[Record set]

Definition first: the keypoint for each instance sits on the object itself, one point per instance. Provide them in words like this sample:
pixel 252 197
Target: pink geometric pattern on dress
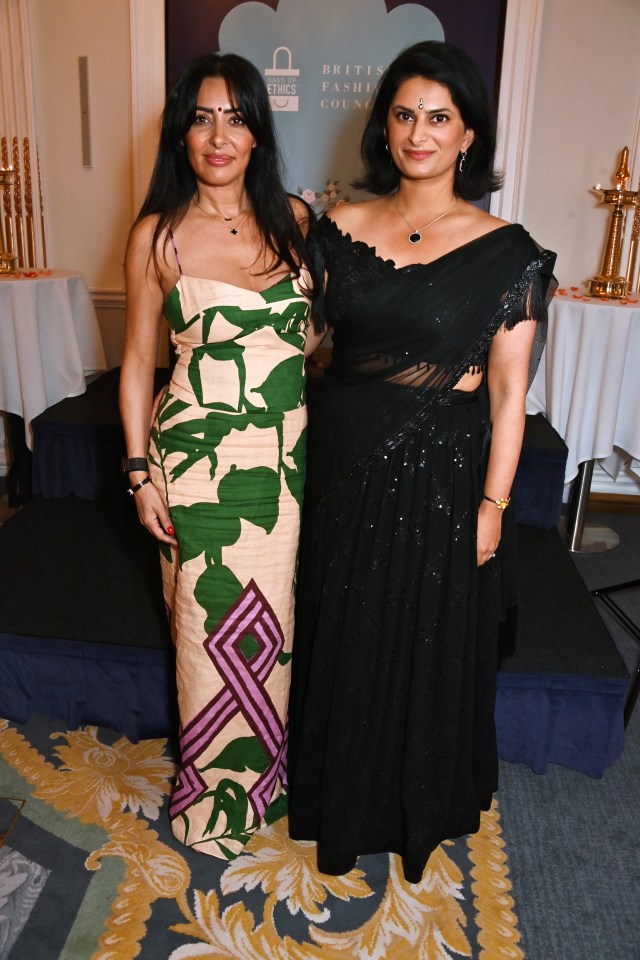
pixel 244 693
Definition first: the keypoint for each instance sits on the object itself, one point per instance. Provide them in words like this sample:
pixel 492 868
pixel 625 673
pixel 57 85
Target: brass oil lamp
pixel 609 282
pixel 8 262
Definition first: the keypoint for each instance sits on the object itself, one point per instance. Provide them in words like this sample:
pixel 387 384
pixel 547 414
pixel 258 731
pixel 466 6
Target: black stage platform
pixel 83 637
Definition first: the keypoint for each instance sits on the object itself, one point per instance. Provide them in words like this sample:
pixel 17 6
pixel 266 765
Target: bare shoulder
pixel 140 241
pixel 301 211
pixel 350 217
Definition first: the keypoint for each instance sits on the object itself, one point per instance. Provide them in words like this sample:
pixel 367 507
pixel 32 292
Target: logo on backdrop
pixel 281 81
pixel 321 75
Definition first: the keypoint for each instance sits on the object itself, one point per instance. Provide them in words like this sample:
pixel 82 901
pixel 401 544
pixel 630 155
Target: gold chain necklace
pixel 416 235
pixel 221 217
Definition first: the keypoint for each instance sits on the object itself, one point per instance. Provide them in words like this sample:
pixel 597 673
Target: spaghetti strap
pixel 175 250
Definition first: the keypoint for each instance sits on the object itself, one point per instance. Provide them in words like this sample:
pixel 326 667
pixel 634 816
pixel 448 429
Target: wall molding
pixel 517 86
pixel 148 93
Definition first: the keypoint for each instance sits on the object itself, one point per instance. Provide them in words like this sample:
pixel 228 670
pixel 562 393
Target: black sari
pixel 392 738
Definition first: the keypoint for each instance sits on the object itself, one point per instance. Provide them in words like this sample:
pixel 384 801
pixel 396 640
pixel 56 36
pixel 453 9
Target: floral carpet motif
pixel 89 870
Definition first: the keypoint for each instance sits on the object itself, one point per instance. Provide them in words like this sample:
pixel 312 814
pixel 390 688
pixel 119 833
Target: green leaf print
pixel 173 312
pixel 245 753
pixel 196 439
pixel 227 352
pixel 277 809
pixel 169 410
pixel 165 550
pixel 216 590
pixel 252 494
pixel 284 387
pixel 229 799
pixel 200 438
pixel 294 476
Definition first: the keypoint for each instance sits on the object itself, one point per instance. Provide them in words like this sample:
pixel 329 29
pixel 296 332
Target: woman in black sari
pixel 406 565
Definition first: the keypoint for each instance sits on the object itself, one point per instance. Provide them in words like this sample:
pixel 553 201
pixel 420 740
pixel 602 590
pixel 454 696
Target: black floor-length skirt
pixel 392 736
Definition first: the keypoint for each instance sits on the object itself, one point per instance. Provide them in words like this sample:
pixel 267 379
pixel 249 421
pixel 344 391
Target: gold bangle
pixel 138 486
pixel 501 504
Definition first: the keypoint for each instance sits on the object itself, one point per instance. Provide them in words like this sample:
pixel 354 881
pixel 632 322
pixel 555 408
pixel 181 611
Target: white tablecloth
pixel 49 342
pixel 588 382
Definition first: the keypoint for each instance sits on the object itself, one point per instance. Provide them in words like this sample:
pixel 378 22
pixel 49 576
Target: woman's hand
pixel 153 513
pixel 489 531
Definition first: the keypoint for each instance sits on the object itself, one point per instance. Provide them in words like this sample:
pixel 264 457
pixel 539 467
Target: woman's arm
pixel 145 302
pixel 507 375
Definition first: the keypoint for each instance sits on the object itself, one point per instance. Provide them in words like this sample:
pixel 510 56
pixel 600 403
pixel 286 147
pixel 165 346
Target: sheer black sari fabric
pixel 392 738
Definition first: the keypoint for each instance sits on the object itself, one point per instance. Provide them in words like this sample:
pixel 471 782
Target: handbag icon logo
pixel 281 81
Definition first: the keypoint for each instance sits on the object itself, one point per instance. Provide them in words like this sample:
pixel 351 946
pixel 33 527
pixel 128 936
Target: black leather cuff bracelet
pixel 134 463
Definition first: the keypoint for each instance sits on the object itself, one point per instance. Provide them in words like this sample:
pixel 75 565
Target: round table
pixel 588 387
pixel 50 342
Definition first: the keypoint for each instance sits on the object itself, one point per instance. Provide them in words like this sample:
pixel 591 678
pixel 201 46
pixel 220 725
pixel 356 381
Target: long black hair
pixel 449 65
pixel 173 182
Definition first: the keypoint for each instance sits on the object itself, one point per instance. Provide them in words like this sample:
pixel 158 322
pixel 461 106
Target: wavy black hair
pixel 449 65
pixel 173 182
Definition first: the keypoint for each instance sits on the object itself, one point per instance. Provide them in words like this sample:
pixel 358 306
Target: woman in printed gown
pixel 219 248
pixel 406 562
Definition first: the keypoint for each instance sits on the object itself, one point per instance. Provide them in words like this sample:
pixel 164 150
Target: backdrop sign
pixel 321 63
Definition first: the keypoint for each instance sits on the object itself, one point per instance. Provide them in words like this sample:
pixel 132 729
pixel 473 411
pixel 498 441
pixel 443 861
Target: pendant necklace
pixel 221 217
pixel 416 235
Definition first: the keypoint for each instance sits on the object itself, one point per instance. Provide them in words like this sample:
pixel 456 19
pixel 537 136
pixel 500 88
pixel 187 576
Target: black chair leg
pixel 632 628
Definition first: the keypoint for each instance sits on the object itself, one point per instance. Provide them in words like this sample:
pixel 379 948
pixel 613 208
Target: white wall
pixel 586 108
pixel 87 211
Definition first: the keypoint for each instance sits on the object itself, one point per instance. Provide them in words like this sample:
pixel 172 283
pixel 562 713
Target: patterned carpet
pixel 89 870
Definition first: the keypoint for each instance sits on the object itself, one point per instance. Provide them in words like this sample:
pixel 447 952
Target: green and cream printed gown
pixel 228 450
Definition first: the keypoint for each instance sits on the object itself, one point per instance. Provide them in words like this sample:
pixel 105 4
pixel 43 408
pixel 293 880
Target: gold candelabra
pixel 8 262
pixel 610 282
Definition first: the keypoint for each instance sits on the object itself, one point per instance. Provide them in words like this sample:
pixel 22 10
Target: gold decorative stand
pixel 8 262
pixel 609 282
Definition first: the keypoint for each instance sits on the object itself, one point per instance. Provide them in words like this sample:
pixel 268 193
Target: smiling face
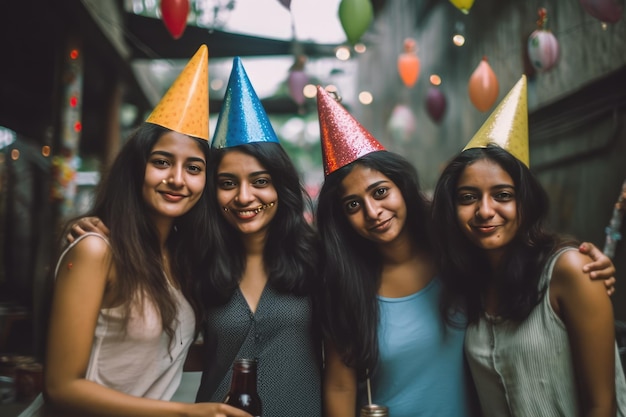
pixel 175 176
pixel 246 193
pixel 373 204
pixel 487 207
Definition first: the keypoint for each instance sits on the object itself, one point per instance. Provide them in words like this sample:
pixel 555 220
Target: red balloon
pixel 607 11
pixel 435 104
pixel 175 14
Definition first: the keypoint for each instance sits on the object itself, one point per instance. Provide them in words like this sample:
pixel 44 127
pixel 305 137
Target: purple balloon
pixel 435 104
pixel 296 82
pixel 607 11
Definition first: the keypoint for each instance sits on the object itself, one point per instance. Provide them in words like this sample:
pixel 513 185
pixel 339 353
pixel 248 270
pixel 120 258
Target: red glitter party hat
pixel 344 139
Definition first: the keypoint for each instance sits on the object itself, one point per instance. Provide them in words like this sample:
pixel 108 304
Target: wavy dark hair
pixel 134 241
pixel 291 250
pixel 352 265
pixel 464 267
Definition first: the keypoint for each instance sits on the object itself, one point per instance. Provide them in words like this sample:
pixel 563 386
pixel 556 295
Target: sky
pixel 314 20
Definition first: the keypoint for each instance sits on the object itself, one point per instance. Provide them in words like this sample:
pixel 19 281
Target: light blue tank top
pixel 421 369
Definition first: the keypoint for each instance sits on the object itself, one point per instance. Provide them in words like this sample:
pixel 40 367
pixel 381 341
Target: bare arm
pixel 601 267
pixel 588 315
pixel 339 386
pixel 80 291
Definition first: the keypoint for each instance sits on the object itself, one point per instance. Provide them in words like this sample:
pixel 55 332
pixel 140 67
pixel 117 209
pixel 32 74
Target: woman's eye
pixel 261 182
pixel 160 162
pixel 352 206
pixel 380 192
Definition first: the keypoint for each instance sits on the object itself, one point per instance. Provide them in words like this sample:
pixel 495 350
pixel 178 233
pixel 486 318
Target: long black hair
pixel 352 265
pixel 135 248
pixel 291 250
pixel 464 267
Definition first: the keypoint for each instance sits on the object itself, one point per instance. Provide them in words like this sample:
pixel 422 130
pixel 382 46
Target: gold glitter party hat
pixel 344 139
pixel 185 106
pixel 507 126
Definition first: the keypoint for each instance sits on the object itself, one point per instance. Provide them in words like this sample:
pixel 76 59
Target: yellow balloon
pixel 463 5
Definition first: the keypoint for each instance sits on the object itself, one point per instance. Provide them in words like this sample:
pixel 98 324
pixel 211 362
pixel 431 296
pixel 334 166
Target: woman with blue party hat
pixel 260 280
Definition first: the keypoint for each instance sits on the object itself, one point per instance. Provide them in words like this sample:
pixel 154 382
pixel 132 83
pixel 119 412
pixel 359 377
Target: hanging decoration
pixel 297 80
pixel 409 63
pixel 286 4
pixel 483 86
pixel 435 100
pixel 463 5
pixel 174 13
pixel 543 48
pixel 401 124
pixel 606 11
pixel 355 17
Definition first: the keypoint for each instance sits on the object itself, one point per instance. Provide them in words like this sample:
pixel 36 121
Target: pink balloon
pixel 483 86
pixel 543 50
pixel 175 14
pixel 296 81
pixel 435 104
pixel 607 11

[/Record set]

**What the task requires:**
Only the lines from the one containing "pixel 495 350" through the last line of the records should appear, each written out exactly.

**Task result:**
pixel 495 350
pixel 178 233
pixel 486 318
Target: long black hair
pixel 352 265
pixel 135 248
pixel 291 250
pixel 464 267
Definition first: the keypoint for each instance sits on the object itself, one point per instance. Provide them in words like this sample:
pixel 422 130
pixel 382 46
Target: gold glitter party hat
pixel 344 139
pixel 185 106
pixel 507 126
Definition first: the keypoint for each instance sits on the object itself, one point per instance. Provide them in words like this sample:
pixel 76 59
Target: yellow balloon
pixel 463 5
Definition first: the keypoint for each instance sits on the object itself, one point per instance. Provide them in words like this sample:
pixel 98 324
pixel 211 362
pixel 431 296
pixel 334 166
Target: woman with blue party hat
pixel 260 280
Definition first: the keypoint for each instance sits on the object itself, one point per instance. Provide them in words like this sample:
pixel 154 382
pixel 132 83
pixel 119 412
pixel 359 377
Target: hanging decoration
pixel 297 80
pixel 409 63
pixel 286 4
pixel 483 86
pixel 435 100
pixel 463 5
pixel 174 13
pixel 543 48
pixel 401 124
pixel 606 11
pixel 355 17
Definition first: the keypoint for each instance sits on the object itself, one point per instance. Provide them in words like this sample:
pixel 36 121
Target: pink balloon
pixel 483 86
pixel 543 50
pixel 175 14
pixel 296 81
pixel 435 104
pixel 607 11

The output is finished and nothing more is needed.